++++ RECORD SET
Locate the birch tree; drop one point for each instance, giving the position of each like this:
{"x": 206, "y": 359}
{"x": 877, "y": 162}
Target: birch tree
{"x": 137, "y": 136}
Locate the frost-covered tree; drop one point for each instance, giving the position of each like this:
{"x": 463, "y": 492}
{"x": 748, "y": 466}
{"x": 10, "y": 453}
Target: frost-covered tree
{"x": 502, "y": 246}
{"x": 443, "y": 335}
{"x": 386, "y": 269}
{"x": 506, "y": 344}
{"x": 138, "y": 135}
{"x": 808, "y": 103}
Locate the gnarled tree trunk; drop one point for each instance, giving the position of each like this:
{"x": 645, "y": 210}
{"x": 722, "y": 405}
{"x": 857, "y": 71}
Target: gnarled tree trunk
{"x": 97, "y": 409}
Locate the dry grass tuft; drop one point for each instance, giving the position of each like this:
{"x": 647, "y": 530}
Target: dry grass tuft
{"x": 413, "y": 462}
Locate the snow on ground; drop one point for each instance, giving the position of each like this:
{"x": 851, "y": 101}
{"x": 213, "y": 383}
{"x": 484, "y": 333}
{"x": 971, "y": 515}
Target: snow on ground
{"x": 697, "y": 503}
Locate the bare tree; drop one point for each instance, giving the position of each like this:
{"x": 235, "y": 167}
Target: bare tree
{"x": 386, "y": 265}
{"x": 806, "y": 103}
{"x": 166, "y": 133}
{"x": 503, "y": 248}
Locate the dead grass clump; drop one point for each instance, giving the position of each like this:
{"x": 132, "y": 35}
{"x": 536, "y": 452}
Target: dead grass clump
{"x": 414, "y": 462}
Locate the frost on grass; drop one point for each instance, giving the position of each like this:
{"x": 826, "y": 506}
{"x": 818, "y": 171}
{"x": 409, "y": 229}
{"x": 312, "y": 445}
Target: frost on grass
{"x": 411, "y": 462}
++++++++
TASK DETAILS:
Produce an exact copy of the lines from the one containing "Locate the dry" through the last line, and of nothing else.

FINISHED TASK:
Locate the dry grass tuft; drop one point for each instance, giving the position of each like this:
{"x": 647, "y": 530}
Target: dry grass tuft
{"x": 413, "y": 462}
Locate the snow on ground; drop one point for each instance, giving the position of each like this:
{"x": 851, "y": 101}
{"x": 213, "y": 383}
{"x": 484, "y": 333}
{"x": 971, "y": 515}
Target: snow on ground
{"x": 697, "y": 503}
Locate the bare tree; drop one point for each instance, giving the position of each like this:
{"x": 235, "y": 167}
Target: bare tree
{"x": 386, "y": 265}
{"x": 806, "y": 103}
{"x": 166, "y": 133}
{"x": 503, "y": 248}
Locate the dead grass clump; drop one point for each instance, giving the position of each like this:
{"x": 132, "y": 35}
{"x": 536, "y": 452}
Target: dead grass clump
{"x": 414, "y": 462}
Locate the frost on grass; drop one point for each instance, giving the position of each like this:
{"x": 826, "y": 506}
{"x": 818, "y": 171}
{"x": 409, "y": 229}
{"x": 312, "y": 445}
Target: frost on grass
{"x": 411, "y": 462}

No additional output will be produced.